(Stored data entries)
=== Section Start ===

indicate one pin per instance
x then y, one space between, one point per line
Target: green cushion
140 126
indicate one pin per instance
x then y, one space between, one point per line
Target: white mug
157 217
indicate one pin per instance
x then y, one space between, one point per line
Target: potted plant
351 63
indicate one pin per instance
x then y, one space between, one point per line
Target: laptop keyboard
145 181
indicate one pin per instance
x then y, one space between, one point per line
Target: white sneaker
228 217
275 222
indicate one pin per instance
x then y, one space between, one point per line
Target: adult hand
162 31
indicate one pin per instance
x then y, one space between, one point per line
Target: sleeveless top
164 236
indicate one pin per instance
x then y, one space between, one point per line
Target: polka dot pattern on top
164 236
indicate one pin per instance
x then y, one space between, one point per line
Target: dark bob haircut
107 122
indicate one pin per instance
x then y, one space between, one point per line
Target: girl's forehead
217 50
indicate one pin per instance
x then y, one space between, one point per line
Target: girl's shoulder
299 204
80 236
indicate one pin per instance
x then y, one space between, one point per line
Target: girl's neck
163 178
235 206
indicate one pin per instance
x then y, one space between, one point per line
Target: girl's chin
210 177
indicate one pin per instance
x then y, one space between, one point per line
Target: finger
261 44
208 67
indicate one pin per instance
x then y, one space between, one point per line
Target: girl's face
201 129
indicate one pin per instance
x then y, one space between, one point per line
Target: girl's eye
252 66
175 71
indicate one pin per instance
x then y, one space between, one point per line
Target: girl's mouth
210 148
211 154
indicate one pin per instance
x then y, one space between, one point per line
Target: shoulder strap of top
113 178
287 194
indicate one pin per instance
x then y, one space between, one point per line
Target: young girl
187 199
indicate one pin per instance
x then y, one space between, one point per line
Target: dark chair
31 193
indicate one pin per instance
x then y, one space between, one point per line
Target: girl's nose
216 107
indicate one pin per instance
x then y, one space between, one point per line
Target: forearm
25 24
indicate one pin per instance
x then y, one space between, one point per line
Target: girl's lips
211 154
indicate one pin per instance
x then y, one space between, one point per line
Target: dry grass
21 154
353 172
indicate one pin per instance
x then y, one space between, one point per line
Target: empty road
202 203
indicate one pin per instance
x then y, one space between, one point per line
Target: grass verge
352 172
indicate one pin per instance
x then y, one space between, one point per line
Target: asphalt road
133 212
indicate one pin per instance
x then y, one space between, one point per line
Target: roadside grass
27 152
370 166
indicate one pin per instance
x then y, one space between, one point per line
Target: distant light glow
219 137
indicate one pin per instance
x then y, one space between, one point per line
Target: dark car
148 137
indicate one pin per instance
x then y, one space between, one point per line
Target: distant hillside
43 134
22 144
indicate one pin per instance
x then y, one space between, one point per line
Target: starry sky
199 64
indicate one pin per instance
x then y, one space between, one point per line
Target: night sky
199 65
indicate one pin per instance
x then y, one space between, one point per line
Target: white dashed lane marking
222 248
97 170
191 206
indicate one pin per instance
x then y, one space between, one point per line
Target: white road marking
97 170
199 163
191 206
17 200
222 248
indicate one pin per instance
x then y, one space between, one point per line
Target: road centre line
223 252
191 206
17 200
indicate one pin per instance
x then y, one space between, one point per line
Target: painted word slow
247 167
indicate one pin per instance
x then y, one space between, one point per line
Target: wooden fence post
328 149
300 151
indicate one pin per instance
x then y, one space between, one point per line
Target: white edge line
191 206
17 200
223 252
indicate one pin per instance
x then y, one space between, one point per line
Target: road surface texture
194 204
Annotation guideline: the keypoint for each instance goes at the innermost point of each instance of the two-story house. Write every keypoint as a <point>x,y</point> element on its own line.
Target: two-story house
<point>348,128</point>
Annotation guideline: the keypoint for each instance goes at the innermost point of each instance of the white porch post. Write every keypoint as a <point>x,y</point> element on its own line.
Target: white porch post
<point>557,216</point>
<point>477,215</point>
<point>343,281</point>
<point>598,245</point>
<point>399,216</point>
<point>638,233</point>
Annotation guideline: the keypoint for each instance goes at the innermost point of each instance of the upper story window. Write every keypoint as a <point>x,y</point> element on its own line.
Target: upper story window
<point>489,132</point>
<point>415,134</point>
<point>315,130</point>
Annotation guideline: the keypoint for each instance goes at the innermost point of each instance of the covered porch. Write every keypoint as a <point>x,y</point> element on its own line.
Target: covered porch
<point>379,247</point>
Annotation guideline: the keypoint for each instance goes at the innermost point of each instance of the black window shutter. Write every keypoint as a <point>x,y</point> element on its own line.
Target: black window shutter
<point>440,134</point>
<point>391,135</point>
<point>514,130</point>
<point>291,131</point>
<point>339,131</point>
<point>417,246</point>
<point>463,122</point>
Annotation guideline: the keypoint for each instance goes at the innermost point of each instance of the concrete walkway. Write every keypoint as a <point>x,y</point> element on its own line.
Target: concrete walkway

=== Section End ===

> What is expected
If a line of the records contains the word "keypoint", count it; give only the total.

> Answer to this task
6